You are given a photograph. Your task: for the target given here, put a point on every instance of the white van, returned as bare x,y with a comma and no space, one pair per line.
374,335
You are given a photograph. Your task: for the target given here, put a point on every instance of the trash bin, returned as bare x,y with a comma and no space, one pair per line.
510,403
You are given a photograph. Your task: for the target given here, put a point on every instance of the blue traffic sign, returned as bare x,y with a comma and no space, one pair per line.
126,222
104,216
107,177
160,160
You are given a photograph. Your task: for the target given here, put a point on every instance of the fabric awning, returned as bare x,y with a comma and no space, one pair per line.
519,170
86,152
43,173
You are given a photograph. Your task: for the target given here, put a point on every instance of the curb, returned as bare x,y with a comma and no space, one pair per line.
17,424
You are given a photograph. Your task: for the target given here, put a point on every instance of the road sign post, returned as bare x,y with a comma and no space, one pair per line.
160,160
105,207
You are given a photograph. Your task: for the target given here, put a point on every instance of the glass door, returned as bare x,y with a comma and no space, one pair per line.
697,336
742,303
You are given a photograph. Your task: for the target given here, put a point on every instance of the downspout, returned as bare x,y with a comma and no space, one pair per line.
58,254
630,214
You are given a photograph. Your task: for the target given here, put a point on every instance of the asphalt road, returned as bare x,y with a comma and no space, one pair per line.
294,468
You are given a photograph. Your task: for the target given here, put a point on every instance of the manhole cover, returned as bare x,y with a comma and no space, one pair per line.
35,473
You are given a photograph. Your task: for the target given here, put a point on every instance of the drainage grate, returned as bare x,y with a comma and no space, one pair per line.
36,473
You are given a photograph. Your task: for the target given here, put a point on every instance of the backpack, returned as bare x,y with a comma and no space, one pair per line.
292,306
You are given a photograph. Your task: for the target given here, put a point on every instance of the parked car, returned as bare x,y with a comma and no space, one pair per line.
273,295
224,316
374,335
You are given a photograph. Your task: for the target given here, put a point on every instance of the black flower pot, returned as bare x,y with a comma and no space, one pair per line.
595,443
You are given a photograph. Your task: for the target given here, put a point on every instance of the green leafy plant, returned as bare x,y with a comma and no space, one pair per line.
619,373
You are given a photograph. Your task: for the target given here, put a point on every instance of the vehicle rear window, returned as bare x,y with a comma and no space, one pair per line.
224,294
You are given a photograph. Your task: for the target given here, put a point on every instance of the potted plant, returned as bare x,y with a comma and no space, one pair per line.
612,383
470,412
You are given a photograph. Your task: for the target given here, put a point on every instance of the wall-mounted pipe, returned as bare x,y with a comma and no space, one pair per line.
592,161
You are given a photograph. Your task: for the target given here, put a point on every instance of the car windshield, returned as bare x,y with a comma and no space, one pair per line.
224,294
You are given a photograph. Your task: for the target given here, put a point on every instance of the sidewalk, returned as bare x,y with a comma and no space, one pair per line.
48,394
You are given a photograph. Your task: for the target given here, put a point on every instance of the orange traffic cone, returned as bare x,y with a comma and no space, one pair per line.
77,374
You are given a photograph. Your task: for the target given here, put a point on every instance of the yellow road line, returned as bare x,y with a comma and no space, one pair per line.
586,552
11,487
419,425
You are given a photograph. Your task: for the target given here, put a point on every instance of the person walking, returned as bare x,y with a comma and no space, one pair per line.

*-*-*

The records above should be repeated in full, exactly as given.

You are given a photograph. Your task: for the target given here, put a point on every instance of the white van, returned as bare x,y with a comma and no space, one pair per line.
374,335
You are given a photograph. Your task: for the target given here, put a point on every instance of the trash bin, returned as bare x,y with a comma and no space, one pair per line.
510,403
You are given a photograph. Your task: for the target given here, put a point on every instance of the blue traffic sign, returned as bare x,y with a comma and no space, one pair per line.
126,222
104,216
107,177
160,160
You are given a photograph. Your task: for the target given here, put a point on every instance of the fabric awning, returned as bare x,y with a comma and no space, one pair per line.
519,170
86,152
43,173
You are given a photograph. Your task: for the target given here, put a point on every instance of the curb, returned as bare x,y with a comma and no space, one pair per line.
17,424
You are given a photograph. Your task: for the target given here, put a point on every instance of the road sign post, returned as bare x,y with a comma and no space, one pair per line.
160,160
105,207
You are given a photograph. Your task: for the target given here, put a point on every instance of the glass door, returned as bare x,y with a comma and no space, one pair per line.
697,336
742,303
You are given a photograph. Your task: for the target given here, put a point on every instance of the downspout, returned as bare x,y with a comma and no space, one pair per line.
58,254
630,214
You are given a photograph. Your task: for the target given here, put a point on every instance of the asphalt road, returned as bare x,y with a comma and no space, one pair per line.
294,468
You are given a photograph. Your task: for the target given here, put a point on every instance of the manhole cover, returned as bare x,y with a comma and no space, one pair per line.
35,473
You are given a photograph. Your task: for the target given here, put a point on every instance of the drainage grate, returned as bare x,y with a comma and no space, one pair per line.
36,473
You are given a photograph. Your task: for the target given here, put a point on every instance of the backpack, returned as bare x,y with a comma and no space, one pair per line.
292,306
You are given a photograph. Your task: for the target given here, put a point on every instance of the parked car, returned as bare x,y with a comma and no space, one pair per line.
273,295
224,316
374,335
You are given a photograph. Your task: for the target given here, put a point on every instance of the black flower pot, returned as bare x,y with a comma and no space, one pair per line.
595,443
You are given a photograph. Your task: for the target given here, put a point on every instance of the green leafy plant, returned as bare x,y with a comma and no space, one pair per line.
619,373
You are given a photograph. Your task: for the target given here, put a point on every instance of the vehicle rear window, returned as bare x,y with a comma and no space, one pair per line.
224,294
You are given a photograph. Your task: for the target given here, put a point on every instance of the potted plant, returned as bare x,y with a comma and no space, one pair per line.
612,383
470,412
You are given a photograph. Your task: for the target given here, put a point on every instance of the wall-mounted pipe, returned as bare x,y with a comma and no space, one pair per line.
592,161
You are given a photograph. Your task: for the target given here, put a point on every instance of the car windshield, returned as bare x,y with a comma and no space, one pair per line.
224,294
You are given a photograph. Your task: for the target given here, put a point on every instance of the sidewalk, returned as bare x,y with a comma and no space, one pair per line.
48,394
You are given a photograph. Your task: for the target given here, put a point on every instance of the orange traffic cone, returned as bare x,y with a comma and no space, one pair per line.
77,374
You are given a photograph. Your task: for the target given here, put a point on every instance of the yellow road line, returned as bare x,y with a comma and no space, one pair per line.
586,552
11,487
419,425
You are given a photograph. Your task: for the target given here, put a point on every instance of the person walking, returned as bare x,y with a comma and no space, one pair per line.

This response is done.